ACTIVITY =>
A faithful copy of the entries is required, with no images in it.

=== Section Start ===

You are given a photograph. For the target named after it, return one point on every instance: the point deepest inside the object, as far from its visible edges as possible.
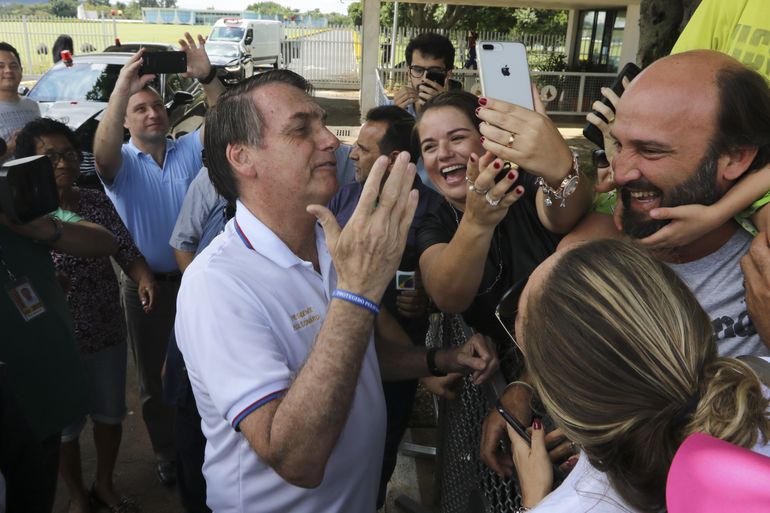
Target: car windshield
(226, 34)
(81, 81)
(227, 50)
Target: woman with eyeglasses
(623, 357)
(94, 299)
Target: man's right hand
(368, 251)
(129, 81)
(405, 96)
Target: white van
(261, 39)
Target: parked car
(232, 63)
(134, 46)
(78, 94)
(259, 39)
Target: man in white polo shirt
(277, 338)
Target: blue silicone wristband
(361, 301)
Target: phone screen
(504, 72)
(163, 62)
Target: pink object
(709, 475)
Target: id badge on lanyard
(22, 294)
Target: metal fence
(538, 45)
(34, 36)
(562, 92)
(328, 57)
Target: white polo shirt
(246, 321)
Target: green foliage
(270, 9)
(339, 19)
(63, 8)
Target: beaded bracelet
(357, 300)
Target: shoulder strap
(758, 365)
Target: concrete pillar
(569, 43)
(630, 35)
(370, 43)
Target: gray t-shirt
(717, 281)
(14, 115)
(200, 200)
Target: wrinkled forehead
(145, 96)
(279, 104)
(678, 91)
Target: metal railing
(33, 38)
(562, 92)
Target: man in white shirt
(277, 338)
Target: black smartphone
(163, 62)
(513, 422)
(436, 76)
(592, 133)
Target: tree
(661, 22)
(270, 9)
(63, 8)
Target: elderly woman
(94, 300)
(623, 358)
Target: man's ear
(241, 158)
(737, 161)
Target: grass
(31, 36)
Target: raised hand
(368, 251)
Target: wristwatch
(210, 77)
(566, 188)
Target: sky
(326, 6)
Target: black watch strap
(430, 359)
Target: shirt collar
(170, 145)
(270, 246)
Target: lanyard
(5, 266)
(240, 233)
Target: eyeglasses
(418, 71)
(70, 156)
(508, 308)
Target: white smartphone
(504, 72)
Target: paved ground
(135, 469)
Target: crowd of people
(275, 289)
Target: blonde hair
(621, 353)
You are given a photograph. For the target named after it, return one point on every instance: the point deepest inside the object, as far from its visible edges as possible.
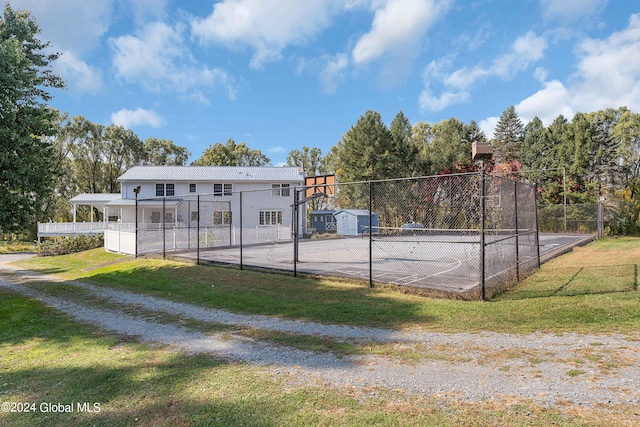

=== Section End ===

TASK SOLUTION =>
You are given a photograph. For the target named after it, return one point on every instance: the point deepest inside the object, as far from its visible edges as possible.
Target: car windshield
(226, 34)
(81, 81)
(227, 50)
Target: woman with eyeglasses
(623, 357)
(94, 299)
Target: man's right hand
(368, 251)
(129, 81)
(405, 96)
Target: white van
(261, 39)
Target: parked car
(232, 63)
(134, 46)
(78, 94)
(259, 39)
Target: man in white polo shirt
(277, 338)
Target: blue silicone wristband
(361, 301)
Target: phone screen
(504, 72)
(163, 62)
Target: pink object
(709, 475)
Target: id badge on lanyard
(22, 294)
Target: metal fence
(538, 45)
(34, 36)
(562, 92)
(328, 57)
Target: white polo shirt
(246, 321)
Target: green foliage
(270, 9)
(339, 19)
(63, 8)
Target: beaded bracelet
(357, 300)
Target: shoulder strap
(758, 365)
Target: concrete pillar
(569, 43)
(630, 35)
(370, 43)
Target: gray t-shirt
(717, 281)
(14, 115)
(200, 200)
Target: wrinkled forehead
(145, 96)
(279, 104)
(678, 91)
Target: metal railing
(33, 38)
(562, 92)
Target: man in white shirt
(277, 338)
Target: black smartphone
(163, 62)
(513, 422)
(436, 76)
(592, 133)
Target: tree
(661, 22)
(270, 9)
(63, 8)
Target: elderly woman
(94, 300)
(623, 358)
Target: man's ear
(241, 158)
(737, 161)
Target: grass
(31, 36)
Target: raised hand
(368, 251)
Target: wristwatch
(210, 77)
(566, 188)
Target: sky
(326, 6)
Target: black watch strap
(430, 359)
Target: shirt collar
(170, 145)
(270, 246)
Target: lanyard
(5, 266)
(240, 233)
Target: eyeglasses
(418, 71)
(70, 156)
(508, 308)
Target: white smartphone
(504, 72)
Target: paved ground
(135, 469)
Target: crowd of people
(275, 289)
Target: blonde hair
(621, 353)
You are given a photograph. For the target named after it, return one point on every instance: the point deepest inside the object, as far from its visible edges as possible.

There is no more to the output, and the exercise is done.